··· Available records ···

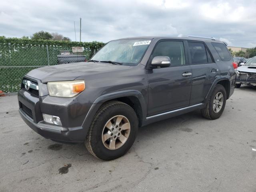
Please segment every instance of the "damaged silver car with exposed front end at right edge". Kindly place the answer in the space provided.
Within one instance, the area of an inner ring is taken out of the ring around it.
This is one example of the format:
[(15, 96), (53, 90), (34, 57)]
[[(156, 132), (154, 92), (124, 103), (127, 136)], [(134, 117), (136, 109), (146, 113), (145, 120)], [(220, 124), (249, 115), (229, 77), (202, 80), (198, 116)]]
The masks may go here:
[(256, 86), (256, 56), (237, 68), (236, 88), (242, 84)]

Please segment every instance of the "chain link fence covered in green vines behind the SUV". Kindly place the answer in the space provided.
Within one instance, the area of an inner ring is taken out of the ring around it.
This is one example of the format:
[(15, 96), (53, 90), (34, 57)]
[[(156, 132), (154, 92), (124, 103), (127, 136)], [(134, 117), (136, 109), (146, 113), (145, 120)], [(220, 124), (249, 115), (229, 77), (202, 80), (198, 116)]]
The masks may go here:
[[(1, 42), (0, 39), (0, 90), (4, 94), (18, 92), (22, 77), (30, 70), (43, 66), (86, 61), (103, 45), (98, 42), (66, 44), (59, 42), (54, 44), (53, 41), (49, 41), (49, 44), (47, 41), (28, 42), (29, 40)], [(78, 48), (74, 48), (75, 46)], [(81, 52), (76, 52), (77, 50)]]

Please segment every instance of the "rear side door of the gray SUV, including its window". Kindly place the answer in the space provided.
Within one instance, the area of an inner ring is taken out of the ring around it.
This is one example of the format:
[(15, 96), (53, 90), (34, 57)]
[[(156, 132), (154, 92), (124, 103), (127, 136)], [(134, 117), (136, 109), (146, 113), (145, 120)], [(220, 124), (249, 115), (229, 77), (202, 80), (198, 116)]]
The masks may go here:
[(219, 69), (204, 42), (188, 41), (187, 48), (192, 68), (190, 105), (204, 101)]

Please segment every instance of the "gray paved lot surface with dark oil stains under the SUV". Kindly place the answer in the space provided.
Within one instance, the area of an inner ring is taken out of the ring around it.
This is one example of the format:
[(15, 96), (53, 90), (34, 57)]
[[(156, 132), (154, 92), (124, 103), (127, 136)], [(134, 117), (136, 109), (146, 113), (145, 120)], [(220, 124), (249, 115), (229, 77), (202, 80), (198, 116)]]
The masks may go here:
[(255, 192), (256, 89), (241, 86), (218, 120), (192, 112), (140, 128), (110, 162), (84, 144), (58, 144), (31, 130), (17, 96), (0, 97), (1, 192)]

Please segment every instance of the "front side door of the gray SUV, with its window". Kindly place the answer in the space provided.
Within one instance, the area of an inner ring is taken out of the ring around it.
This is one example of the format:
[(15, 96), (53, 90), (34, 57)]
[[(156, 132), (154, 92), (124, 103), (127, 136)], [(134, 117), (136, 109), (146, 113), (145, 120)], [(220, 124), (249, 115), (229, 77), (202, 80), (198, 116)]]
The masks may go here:
[(171, 65), (147, 70), (148, 116), (189, 106), (192, 75), (184, 42), (162, 40), (156, 44), (149, 64), (155, 56), (170, 57)]

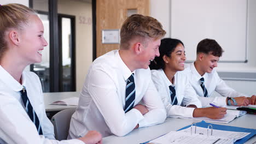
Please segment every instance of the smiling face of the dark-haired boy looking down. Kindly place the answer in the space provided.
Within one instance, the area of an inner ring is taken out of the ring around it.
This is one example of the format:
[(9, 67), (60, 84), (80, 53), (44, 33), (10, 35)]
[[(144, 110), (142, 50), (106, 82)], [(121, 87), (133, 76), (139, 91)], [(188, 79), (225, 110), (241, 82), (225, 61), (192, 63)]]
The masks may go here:
[(213, 68), (218, 67), (219, 57), (213, 56), (212, 54), (201, 54), (201, 71), (202, 74), (211, 73)]

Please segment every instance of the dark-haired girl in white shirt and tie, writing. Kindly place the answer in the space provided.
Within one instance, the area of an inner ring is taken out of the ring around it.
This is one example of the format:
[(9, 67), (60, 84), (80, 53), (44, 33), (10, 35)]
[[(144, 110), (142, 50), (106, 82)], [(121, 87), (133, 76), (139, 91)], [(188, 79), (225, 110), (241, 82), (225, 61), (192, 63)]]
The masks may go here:
[(165, 105), (167, 117), (223, 118), (226, 108), (200, 108), (201, 101), (183, 73), (186, 59), (181, 40), (165, 38), (159, 47), (160, 56), (149, 67), (152, 80)]

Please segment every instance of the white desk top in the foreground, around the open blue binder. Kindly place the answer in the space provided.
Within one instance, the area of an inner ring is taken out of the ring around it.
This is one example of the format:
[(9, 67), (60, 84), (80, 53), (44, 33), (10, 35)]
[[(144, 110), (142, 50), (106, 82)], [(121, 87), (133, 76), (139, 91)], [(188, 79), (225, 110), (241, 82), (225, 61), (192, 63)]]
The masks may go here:
[[(102, 142), (104, 144), (142, 143), (142, 142), (155, 139), (156, 137), (164, 135), (170, 131), (176, 131), (178, 129), (181, 129), (187, 125), (192, 124), (193, 122), (197, 123), (200, 121), (189, 120), (189, 119), (179, 119), (179, 118), (167, 118), (165, 122), (162, 124), (154, 125), (152, 127), (135, 129), (131, 131), (131, 133), (123, 137), (118, 137), (114, 135), (104, 137)], [(210, 123), (214, 123), (214, 122), (210, 122)], [(234, 119), (230, 123), (214, 123), (214, 124), (256, 129), (256, 115), (246, 114), (242, 117), (238, 117)], [(252, 139), (248, 140), (246, 143), (254, 143), (254, 142), (256, 142), (256, 136), (252, 137)]]

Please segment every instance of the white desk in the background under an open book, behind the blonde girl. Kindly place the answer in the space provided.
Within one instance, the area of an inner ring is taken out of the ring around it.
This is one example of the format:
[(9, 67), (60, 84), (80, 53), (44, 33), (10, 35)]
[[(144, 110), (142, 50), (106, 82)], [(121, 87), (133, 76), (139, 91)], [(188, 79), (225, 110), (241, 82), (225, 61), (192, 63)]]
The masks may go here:
[(80, 92), (56, 92), (56, 93), (44, 93), (44, 106), (45, 111), (61, 111), (72, 107), (77, 106), (68, 106), (68, 105), (50, 105), (54, 101), (61, 99), (66, 99), (70, 97), (79, 97)]

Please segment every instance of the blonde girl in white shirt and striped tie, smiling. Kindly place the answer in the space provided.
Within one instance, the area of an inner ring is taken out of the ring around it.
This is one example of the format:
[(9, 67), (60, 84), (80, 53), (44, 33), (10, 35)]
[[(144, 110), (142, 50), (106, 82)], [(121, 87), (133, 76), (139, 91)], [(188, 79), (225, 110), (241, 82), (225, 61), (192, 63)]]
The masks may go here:
[(24, 71), (42, 61), (41, 52), (48, 45), (43, 34), (43, 23), (32, 9), (0, 5), (0, 143), (101, 143), (97, 131), (55, 140), (39, 78)]

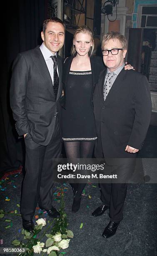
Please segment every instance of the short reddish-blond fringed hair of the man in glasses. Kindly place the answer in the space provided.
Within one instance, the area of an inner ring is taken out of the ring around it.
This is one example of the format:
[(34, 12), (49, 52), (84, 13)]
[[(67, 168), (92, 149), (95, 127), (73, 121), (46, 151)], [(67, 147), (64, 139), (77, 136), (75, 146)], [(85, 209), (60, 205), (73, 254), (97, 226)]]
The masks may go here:
[(102, 39), (102, 50), (103, 47), (105, 46), (105, 44), (107, 43), (107, 41), (109, 41), (110, 39), (114, 40), (114, 39), (118, 39), (122, 45), (122, 49), (125, 50), (127, 49), (127, 39), (125, 36), (123, 36), (122, 34), (118, 33), (118, 32), (110, 32), (107, 33), (103, 36)]

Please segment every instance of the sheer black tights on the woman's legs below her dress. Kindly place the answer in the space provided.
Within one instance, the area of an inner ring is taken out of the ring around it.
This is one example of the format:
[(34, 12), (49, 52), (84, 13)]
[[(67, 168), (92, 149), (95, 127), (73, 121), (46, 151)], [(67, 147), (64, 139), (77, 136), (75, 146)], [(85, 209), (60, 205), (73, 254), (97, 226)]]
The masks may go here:
[[(64, 141), (66, 156), (70, 161), (76, 158), (92, 158), (95, 141)], [(77, 197), (82, 195), (86, 183), (70, 183), (77, 191)]]

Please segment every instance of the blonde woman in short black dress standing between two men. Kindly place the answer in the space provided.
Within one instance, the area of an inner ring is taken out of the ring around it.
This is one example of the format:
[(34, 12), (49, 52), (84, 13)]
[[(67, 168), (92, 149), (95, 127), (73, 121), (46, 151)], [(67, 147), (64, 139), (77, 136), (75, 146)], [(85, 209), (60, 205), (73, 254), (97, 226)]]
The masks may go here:
[[(67, 159), (92, 158), (97, 134), (93, 114), (93, 91), (100, 72), (106, 67), (102, 58), (92, 56), (94, 37), (87, 26), (74, 33), (72, 56), (63, 65), (64, 103), (62, 132)], [(132, 69), (127, 65), (127, 69)], [(74, 201), (72, 211), (80, 208), (82, 190), (86, 184), (71, 184)]]

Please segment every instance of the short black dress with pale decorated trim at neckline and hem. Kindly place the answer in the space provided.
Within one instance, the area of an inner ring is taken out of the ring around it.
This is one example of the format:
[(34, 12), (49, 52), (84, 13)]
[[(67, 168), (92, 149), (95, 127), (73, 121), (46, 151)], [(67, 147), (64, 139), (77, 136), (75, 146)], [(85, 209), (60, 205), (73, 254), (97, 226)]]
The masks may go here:
[(90, 104), (92, 72), (71, 71), (67, 80), (66, 109), (62, 109), (64, 141), (97, 139), (95, 119)]

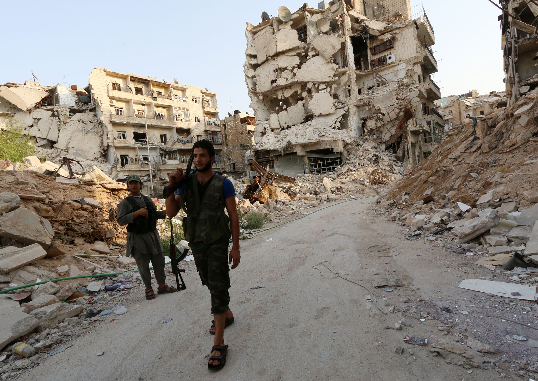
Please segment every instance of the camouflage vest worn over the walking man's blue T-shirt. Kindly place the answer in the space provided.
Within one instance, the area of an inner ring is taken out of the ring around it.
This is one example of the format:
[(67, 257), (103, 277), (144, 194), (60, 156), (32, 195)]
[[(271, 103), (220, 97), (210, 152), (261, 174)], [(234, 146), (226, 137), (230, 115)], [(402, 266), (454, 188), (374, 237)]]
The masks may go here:
[(196, 176), (186, 184), (183, 233), (188, 242), (202, 241), (210, 244), (218, 239), (230, 239), (230, 219), (224, 214), (225, 201), (222, 186), (225, 177), (215, 174), (203, 199), (199, 199)]

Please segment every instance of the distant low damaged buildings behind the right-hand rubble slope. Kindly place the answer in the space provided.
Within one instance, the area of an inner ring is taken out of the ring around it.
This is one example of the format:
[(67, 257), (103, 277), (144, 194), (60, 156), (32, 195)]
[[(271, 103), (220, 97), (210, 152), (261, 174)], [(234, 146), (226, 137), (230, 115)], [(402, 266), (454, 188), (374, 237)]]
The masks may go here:
[(506, 107), (506, 92), (491, 91), (478, 95), (476, 90), (461, 95), (450, 95), (435, 101), (436, 110), (442, 115), (445, 131), (462, 126), (465, 119), (473, 116), (490, 115), (501, 107)]

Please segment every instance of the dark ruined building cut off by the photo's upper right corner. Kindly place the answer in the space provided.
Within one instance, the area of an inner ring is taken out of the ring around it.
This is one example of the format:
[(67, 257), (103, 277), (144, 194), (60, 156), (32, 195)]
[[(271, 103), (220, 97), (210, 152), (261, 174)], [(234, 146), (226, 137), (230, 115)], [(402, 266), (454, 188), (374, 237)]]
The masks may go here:
[(508, 105), (536, 88), (538, 84), (538, 34), (535, 1), (501, 0), (501, 48)]

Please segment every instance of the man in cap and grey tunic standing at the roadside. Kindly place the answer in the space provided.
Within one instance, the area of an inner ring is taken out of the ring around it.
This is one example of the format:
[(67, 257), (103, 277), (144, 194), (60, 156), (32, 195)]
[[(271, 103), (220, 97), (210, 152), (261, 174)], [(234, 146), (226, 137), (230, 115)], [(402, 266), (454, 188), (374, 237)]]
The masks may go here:
[(127, 256), (133, 256), (144, 285), (146, 299), (155, 299), (151, 287), (150, 262), (157, 280), (158, 294), (178, 291), (166, 285), (165, 257), (161, 238), (157, 231), (157, 220), (166, 217), (166, 210), (157, 210), (150, 197), (140, 193), (142, 181), (130, 175), (127, 188), (130, 194), (118, 204), (118, 224), (127, 225)]

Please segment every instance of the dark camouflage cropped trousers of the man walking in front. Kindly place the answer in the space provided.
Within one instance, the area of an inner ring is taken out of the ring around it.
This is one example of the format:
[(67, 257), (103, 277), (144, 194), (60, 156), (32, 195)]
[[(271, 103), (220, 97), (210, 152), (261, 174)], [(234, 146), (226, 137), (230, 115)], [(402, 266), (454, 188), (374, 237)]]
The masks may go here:
[(211, 313), (223, 314), (230, 304), (230, 274), (228, 267), (228, 239), (220, 239), (209, 245), (193, 242), (194, 263), (202, 284), (211, 293)]

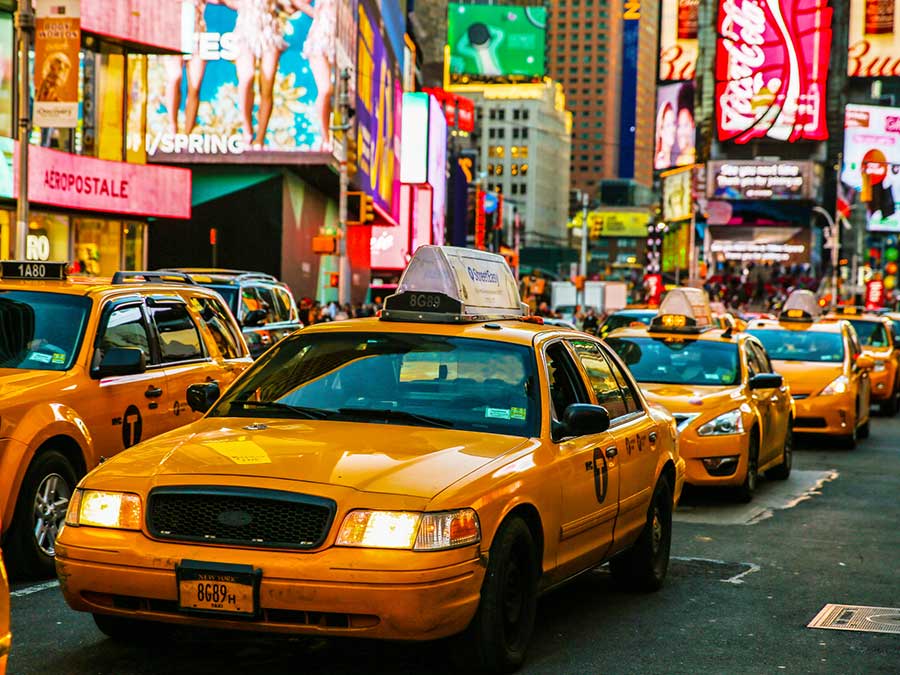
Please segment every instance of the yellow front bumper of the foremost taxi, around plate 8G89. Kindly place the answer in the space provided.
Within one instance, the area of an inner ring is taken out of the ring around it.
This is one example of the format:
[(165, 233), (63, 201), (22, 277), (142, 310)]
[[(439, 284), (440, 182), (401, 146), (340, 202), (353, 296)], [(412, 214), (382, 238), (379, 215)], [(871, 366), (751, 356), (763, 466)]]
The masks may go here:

···

-- What you should do --
In the lines above, find each one with "blonde" and list it.

-- Answer box --
Please segment every instance of the white desk in the background under an open book, behind the blonde girl. Kindly place the answer in the space provided.
Please segment every instance of the blonde girl in white shirt and striped tie, smiling. Kindly place the answer in the space provided.
Please segment every instance of the blonde woman in short black dress standing between two men. Kindly place the answer in the space provided.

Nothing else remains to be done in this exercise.